Шрифт:
5. Ситуация, наступившая после октябрьского переворота, ударила по интеллигенции, в том числе и научной, со страшной силой. Холод и голод, захват и разорение родовых гнезд, экспроприация квартир, библиотек, коллекций, прекращение финансирования университетов, Академии наук, даже средних школ, надругательство над традициями России.
По опубликованным данным, в 1923 году на обучение одного студента тратилось в 8 раз меньше, чем в 1914 году. Расходы на образование в целом стали в четыре раза меньше. Жалование сельского учителя (того самого народолюбца) составляло лишь 17 % от довоенного [7] . Всё это затронуло сотни интеллигентов. Они просто-напросто умирали от голода (См. «Солнце мертвых» И. Шмелева, «Сивцев Вражек» М. Осоргина, «Пещеру» Е. Замятина, «Взвихренную Русь» А. Ремизова). Отсюда тяга к эмиграции в поисках более нормальной жизни. Но уезжали не все. У кого-то элементарно не было к тому возможностей. Кто-то тешил себя надеждой, что постепенно жизнь наладится и «жаворонки обязательно прилетят» (М. Осоргин). Находились и такие, кто считал своим долгом «быть с своим народом там, где народ, к несчастью, был» (А. Ахматова); остаться, чтобы сохранить университеты, музеи, архивы, театры и т. п. Казалось, большевики ведут дела так нелепо, что их крах, уход неизбежны. В обожествляемом столько десятилетий народе интеллигенты уже разочаровались (Слова С.Ф. Платонова, переданные А.А. Блоком).
★ ★ ★
● ЦЕЛЬ УПРАЖНЕНИЯ
Объясните, опираясь на фрагмент о положении интеллигенции после октябрьского переворота, почему часть интеллигентов не уехала в эмиграцию.

● ИСХОДНЫЙ МАТЕРИАЛ
★ ★ ★
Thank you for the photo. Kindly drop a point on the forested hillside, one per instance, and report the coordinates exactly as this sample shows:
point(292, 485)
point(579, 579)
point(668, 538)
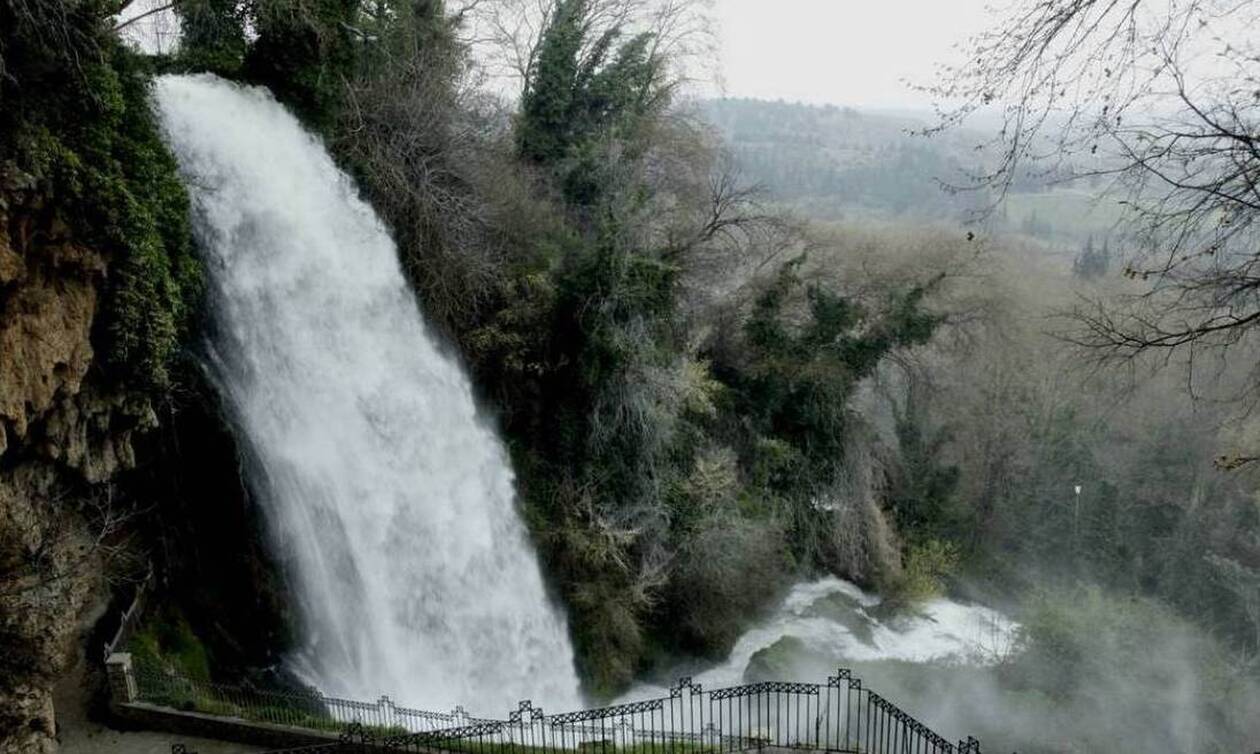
★ ★ ★
● РЕЗУЛЬТАТ ВЫПОЛНЕНИЯ
У одних просто не было возможности уехать, а другие надеялись, что жизнь постепенно наладится и «жаворонки обязательно прилетят». Некоторые считали своим долгом быть со своим народом и остаться, чтобы сохранить университеты, музеи, архивы и театры. Кроме того, казалось, что большевики ведут дела так нелепо, что их крах и уход неизбежны.